(How to complete this task): Write the listing below out again word for word, without a single picture.

(Excerpted data):

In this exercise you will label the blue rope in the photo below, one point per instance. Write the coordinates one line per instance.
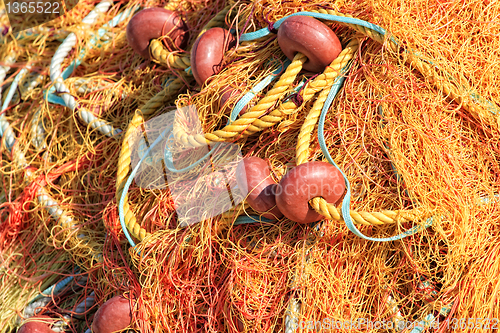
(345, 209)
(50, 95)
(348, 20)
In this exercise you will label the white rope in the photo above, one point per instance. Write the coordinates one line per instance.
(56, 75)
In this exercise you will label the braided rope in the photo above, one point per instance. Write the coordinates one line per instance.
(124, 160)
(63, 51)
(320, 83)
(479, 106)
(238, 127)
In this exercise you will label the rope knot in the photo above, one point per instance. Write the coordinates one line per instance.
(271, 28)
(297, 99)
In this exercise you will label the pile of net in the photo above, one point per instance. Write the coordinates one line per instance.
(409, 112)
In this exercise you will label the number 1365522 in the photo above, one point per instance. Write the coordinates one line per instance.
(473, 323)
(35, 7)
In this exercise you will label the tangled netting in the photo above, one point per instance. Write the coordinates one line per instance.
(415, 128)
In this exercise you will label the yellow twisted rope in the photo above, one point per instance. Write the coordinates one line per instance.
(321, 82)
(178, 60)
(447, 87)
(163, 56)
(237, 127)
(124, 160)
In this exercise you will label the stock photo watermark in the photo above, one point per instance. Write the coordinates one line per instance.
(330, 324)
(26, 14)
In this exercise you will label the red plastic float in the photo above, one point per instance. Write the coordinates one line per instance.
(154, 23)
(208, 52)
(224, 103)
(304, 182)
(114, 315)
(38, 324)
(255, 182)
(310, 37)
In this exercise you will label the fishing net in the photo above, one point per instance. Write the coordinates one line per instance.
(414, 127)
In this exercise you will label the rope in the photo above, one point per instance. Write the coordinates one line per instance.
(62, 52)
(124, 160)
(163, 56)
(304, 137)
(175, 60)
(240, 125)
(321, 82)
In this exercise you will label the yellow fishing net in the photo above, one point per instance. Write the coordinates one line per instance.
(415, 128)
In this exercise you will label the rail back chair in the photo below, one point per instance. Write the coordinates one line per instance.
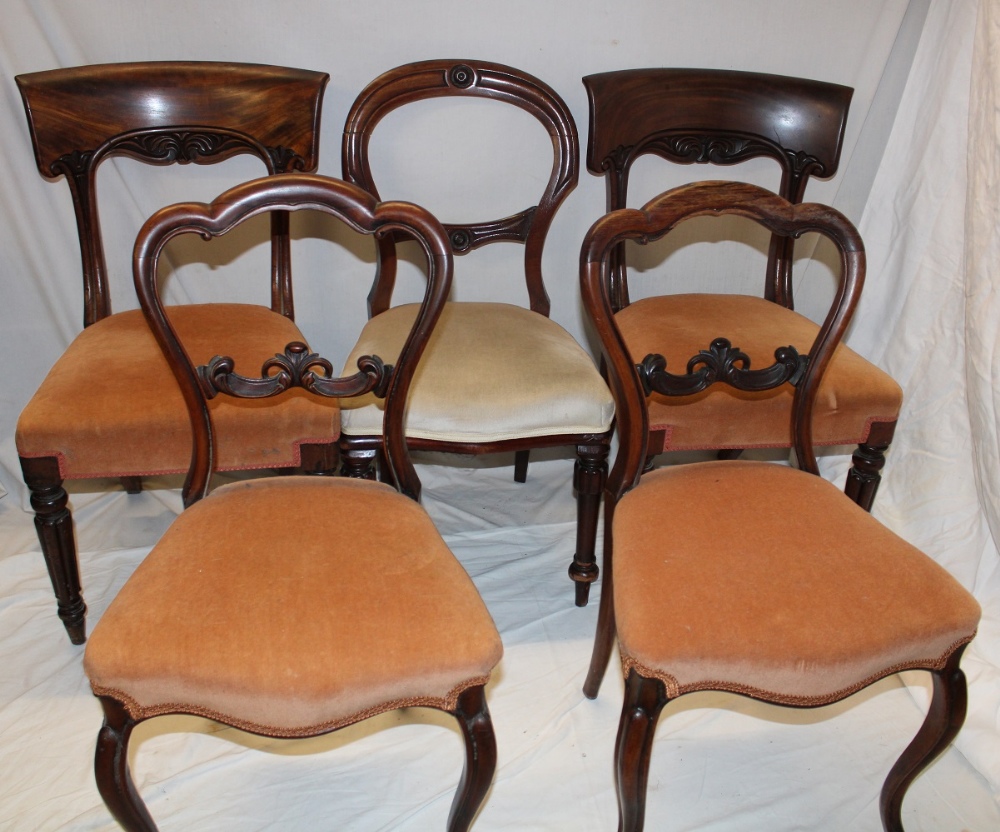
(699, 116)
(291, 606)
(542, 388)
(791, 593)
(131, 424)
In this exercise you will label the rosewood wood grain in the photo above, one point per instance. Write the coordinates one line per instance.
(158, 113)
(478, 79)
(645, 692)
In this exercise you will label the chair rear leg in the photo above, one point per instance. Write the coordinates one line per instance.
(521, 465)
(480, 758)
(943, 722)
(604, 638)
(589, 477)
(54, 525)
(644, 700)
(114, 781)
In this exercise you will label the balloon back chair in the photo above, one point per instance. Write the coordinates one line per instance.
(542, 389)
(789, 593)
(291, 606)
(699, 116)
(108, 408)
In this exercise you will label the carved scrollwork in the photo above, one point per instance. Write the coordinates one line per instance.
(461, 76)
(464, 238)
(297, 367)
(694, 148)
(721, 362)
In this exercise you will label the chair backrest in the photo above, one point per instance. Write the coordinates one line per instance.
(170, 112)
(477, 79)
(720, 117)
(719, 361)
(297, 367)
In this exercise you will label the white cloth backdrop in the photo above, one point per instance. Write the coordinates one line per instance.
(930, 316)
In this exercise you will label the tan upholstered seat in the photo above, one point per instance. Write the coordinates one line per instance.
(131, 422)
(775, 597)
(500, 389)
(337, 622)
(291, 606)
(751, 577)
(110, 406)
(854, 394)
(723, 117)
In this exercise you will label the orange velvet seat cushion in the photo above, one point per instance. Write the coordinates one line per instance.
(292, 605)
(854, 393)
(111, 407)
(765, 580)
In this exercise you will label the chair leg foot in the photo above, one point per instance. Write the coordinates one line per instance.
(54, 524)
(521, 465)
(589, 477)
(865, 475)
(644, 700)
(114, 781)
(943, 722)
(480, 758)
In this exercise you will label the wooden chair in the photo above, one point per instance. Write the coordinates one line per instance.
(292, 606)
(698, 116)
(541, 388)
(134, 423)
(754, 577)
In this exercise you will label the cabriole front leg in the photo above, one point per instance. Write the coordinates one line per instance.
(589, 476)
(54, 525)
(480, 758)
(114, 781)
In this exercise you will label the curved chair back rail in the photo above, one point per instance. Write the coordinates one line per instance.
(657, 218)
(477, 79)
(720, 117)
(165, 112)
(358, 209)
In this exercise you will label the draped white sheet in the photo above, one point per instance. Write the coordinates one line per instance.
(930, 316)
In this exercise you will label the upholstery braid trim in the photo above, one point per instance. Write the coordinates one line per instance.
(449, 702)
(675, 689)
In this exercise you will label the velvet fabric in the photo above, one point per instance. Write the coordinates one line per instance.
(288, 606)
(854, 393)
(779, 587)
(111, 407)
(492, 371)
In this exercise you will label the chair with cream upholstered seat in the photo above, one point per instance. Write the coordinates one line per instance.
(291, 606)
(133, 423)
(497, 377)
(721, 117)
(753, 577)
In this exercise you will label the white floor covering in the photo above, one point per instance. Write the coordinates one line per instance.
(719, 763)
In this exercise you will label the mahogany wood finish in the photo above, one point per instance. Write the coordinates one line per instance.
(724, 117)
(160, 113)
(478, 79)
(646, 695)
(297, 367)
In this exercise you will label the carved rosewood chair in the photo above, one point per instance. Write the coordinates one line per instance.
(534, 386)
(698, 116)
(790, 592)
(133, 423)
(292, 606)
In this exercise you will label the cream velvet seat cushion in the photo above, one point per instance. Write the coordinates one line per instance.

(Task solution):
In this exercise you will label the blue rope in the photo below, one point per instance. Write the coordinates one line per instance.
(345, 209)
(50, 95)
(348, 20)
In this exercise you will label the white rope in the photo above, one point per instance. Write the coordinates one line per instance.
(56, 75)
In this exercise you will label the braided rope in the photo above, one point per instance. Write the coordinates one line per instance.
(124, 160)
(63, 51)
(320, 83)
(479, 106)
(238, 127)
In this exercise you will label the rope knot in the photo above, one point per instance. Write the coordinates one line per instance.
(271, 28)
(297, 99)
In this exercise you will label the pile of net in the photo above, one point per instance. Write the coordinates one line per instance.
(409, 112)
In this exercise you will label the number 1365522 in the photo above, one point per instance. Write the coordinates one line per instance.
(473, 323)
(35, 7)
In this exercise you will label the tangled netting in the photo above, one point per instance. Write the coordinates one line per instance.
(415, 128)
In this exercise you will label the yellow twisted rope in the photo above, one point per instance. Write the coordinates one line per instance.
(321, 82)
(178, 60)
(447, 87)
(163, 56)
(237, 127)
(124, 160)
In this exercise you will label the stock photo watermark in the photo above, one point per instance. Write the coordinates one line per instance.
(330, 324)
(26, 14)
In this exercise you will label the red plastic float in the photo above, one point per instance. Write the coordinates one line per instance.
(154, 23)
(208, 52)
(224, 103)
(304, 182)
(114, 315)
(38, 324)
(255, 182)
(310, 37)
In this exercise you will label the fishing net in the photo above, one point per instance. Write the coordinates one line per instance.
(414, 127)
In this exercise you will label the rope in the photo above, one point per instance. Write the coordinates one line per instance.
(62, 52)
(124, 160)
(163, 56)
(304, 137)
(175, 60)
(240, 125)
(321, 82)
In this exercise you will label the yellow fishing net in the photo above, one point per instance. Write the coordinates one line per instance.
(415, 128)
In this exercise you will label the rail back chair in the photo below, one point per instance. Write the coordinates one line per instance.
(699, 116)
(291, 606)
(542, 388)
(791, 593)
(131, 424)
In this exercise you will label the rosewood wood grain in the photo above, one point per instance. Write the coordinates one line per instance.
(158, 113)
(478, 79)
(645, 692)
In this exercise you will label the chair rear leg in the photo above, one point per instance. Write the coordinates one line per instance.
(521, 465)
(480, 758)
(943, 722)
(604, 638)
(589, 477)
(54, 525)
(644, 700)
(114, 781)
In this exercise you will label the balloon back chair in the photo above, one point per instance. Write the coordinates one line per instance.
(542, 389)
(789, 593)
(291, 606)
(699, 116)
(108, 408)
In this exercise you will label the carved scrollwork in the photo above, one point per instance. Write the coordinates one line per instance.
(461, 76)
(464, 238)
(297, 367)
(694, 148)
(721, 362)
In this exercise you will label the chair backrest in the photo above, one point per instance. Write the coordinates one line per instance.
(170, 112)
(477, 79)
(720, 117)
(719, 361)
(297, 367)
In this exercise you will label the white cloth backdrop in the photo above, one point per instance. Write the coordinates one line per instance.
(930, 316)
In this exercise you will label the tan upholstered seat in the photo above, one point per instance. Write the coordinates one line per instance.
(131, 422)
(775, 597)
(500, 389)
(337, 622)
(291, 606)
(751, 577)
(110, 406)
(854, 394)
(723, 117)
In this exercise you will label the orange velvet seat cushion in the photo above, one point per instance. Write the coordinates one line per instance.
(292, 605)
(854, 393)
(111, 407)
(765, 580)
In this exercise you will label the chair leg foot in the photo above, one point per instance. Write the coordinates one line per instance.
(54, 524)
(521, 465)
(589, 477)
(865, 475)
(644, 700)
(114, 781)
(943, 722)
(480, 758)
In this exercise you will label the wooden chair in the photo above, one point per instance. Write the coordinates one line per instance.
(292, 606)
(698, 116)
(541, 388)
(134, 423)
(754, 577)
In this exercise you will label the cabriole front leg in the photo above, one point per instance. Write the coordinates one line per instance.
(589, 476)
(54, 525)
(480, 758)
(114, 781)
In this exercise you will label the curved chair back rail in the photo above, one point per instance. Write the coordinates one line per instance.
(657, 218)
(477, 79)
(720, 117)
(165, 112)
(358, 209)
In this exercise you will label the draped white sheet in the photo above, one point per instance. Write the coordinates one line per instance.
(930, 316)
In this exercise you will label the upholstery braid trim in the photo above, one point per instance. Write the coordinates one line per instance.
(449, 702)
(675, 689)
In this exercise you will label the velvet fabric in the photo above, one point per instance. Write the coordinates one line per instance.
(288, 606)
(854, 393)
(779, 587)
(111, 407)
(492, 371)
In this exercise you will label the chair with cream upholstered seat in the photo above, one point per instance. Write the coordinates one line per instance.
(291, 606)
(133, 423)
(497, 377)
(721, 117)
(753, 577)
In this exercise you will label the white floor covering in the photo above, one point per instance. Write the coordinates one line per instance.
(719, 763)
In this exercise you will label the mahogany wood finish in the photo above, one point per instance. Write the coordinates one line per instance.
(724, 117)
(160, 113)
(478, 79)
(646, 695)
(297, 367)
In this exercise you will label the carved rosewood chair in the photo above, one point per instance. Write the coordinates one line per instance.
(534, 386)
(698, 116)
(790, 592)
(133, 423)
(292, 606)
In this exercise you will label the cream velvet seat cushion in the photo above, one point per instance. Write the coordinates one line per instance.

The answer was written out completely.